> [WHAT IS NEEDED]:
Filter the rows below down to each line that contains the word "white", treating uppercase and lowercase as distinct.

> [AVAILABLE DATA]:
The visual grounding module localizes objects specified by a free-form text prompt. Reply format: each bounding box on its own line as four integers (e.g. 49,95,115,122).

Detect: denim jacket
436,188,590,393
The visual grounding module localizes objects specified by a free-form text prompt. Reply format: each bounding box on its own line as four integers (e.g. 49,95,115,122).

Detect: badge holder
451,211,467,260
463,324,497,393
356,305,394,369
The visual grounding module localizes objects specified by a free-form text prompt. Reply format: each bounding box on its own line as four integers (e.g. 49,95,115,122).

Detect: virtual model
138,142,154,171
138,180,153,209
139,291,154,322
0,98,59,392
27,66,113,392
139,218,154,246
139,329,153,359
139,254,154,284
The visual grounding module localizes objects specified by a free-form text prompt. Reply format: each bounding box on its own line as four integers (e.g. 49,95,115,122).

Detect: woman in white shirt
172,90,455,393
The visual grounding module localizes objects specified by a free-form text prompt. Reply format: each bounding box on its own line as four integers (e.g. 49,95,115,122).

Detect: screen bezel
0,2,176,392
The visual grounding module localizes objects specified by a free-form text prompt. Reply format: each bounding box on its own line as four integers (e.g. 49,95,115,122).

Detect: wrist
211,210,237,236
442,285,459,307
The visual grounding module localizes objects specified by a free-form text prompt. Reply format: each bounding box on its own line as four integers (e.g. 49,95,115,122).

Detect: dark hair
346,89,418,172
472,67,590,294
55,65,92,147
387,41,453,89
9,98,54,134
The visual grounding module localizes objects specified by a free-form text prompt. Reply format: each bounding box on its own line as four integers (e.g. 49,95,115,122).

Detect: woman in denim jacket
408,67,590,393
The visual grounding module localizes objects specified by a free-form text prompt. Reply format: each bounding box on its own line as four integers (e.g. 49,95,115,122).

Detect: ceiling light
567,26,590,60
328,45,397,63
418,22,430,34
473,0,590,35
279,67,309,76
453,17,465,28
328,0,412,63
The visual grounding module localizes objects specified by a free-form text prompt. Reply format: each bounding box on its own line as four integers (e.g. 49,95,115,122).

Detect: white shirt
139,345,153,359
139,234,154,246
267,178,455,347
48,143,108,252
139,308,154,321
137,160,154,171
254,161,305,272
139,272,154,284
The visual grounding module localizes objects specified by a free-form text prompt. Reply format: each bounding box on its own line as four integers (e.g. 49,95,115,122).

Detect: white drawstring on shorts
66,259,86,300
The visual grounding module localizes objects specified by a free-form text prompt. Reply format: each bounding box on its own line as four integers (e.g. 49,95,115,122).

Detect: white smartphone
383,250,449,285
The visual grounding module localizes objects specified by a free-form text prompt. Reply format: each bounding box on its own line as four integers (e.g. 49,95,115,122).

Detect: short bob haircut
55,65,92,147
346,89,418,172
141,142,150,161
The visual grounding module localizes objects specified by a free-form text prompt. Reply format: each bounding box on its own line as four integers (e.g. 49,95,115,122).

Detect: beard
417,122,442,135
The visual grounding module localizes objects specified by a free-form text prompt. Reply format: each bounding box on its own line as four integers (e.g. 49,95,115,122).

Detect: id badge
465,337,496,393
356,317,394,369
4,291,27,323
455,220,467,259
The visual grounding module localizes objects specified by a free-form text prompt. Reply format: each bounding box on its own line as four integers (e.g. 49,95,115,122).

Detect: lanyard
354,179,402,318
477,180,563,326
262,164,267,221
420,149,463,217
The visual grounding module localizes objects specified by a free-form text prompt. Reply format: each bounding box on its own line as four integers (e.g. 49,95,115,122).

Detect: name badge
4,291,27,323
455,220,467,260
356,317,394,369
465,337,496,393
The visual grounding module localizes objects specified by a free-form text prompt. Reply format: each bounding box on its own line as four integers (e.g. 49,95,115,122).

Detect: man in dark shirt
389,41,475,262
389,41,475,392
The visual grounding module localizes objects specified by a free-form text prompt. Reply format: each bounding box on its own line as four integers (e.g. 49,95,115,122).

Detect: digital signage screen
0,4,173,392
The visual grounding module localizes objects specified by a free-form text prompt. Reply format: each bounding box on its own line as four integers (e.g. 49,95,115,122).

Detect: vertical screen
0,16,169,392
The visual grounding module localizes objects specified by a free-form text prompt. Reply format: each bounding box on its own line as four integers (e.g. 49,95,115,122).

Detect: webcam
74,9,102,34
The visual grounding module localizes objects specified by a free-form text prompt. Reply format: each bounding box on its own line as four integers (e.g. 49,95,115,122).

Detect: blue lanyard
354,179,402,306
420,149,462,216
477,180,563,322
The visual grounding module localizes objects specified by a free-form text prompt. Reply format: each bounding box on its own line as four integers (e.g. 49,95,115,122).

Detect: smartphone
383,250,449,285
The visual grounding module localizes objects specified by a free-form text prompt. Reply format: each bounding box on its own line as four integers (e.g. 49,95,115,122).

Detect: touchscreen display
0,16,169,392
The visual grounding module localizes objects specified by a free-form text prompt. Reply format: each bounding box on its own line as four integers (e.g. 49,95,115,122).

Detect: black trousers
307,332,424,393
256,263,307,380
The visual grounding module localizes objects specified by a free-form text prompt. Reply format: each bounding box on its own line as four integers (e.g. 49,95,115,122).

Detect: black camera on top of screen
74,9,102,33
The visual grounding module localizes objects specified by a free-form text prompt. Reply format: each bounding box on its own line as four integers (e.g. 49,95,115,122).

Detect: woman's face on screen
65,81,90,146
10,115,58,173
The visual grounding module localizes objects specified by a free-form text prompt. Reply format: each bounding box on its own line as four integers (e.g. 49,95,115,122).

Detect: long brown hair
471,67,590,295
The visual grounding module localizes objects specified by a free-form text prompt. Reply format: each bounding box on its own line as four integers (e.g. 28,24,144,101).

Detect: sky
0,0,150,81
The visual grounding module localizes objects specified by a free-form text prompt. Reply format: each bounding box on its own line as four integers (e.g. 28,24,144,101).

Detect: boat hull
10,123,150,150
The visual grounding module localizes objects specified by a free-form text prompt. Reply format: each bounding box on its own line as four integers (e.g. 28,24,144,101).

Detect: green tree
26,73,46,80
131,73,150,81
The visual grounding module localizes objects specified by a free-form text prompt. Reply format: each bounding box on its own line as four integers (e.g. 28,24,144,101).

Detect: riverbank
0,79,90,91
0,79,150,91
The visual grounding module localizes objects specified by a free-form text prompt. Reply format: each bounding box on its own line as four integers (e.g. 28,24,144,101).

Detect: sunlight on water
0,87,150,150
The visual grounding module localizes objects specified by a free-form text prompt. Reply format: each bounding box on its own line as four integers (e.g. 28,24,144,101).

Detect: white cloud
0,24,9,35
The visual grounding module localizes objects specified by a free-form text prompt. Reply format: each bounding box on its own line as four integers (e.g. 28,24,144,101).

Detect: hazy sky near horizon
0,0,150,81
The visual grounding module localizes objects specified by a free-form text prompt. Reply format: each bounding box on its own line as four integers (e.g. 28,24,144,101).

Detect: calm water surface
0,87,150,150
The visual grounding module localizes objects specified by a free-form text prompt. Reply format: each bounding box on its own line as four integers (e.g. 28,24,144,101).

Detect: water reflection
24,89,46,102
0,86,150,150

> [RESULT]:
Detect: woman in white shirt
Detect: white shirt
Detect: white drawstring on shorts
Detect: white smartphone
Detect: white cloud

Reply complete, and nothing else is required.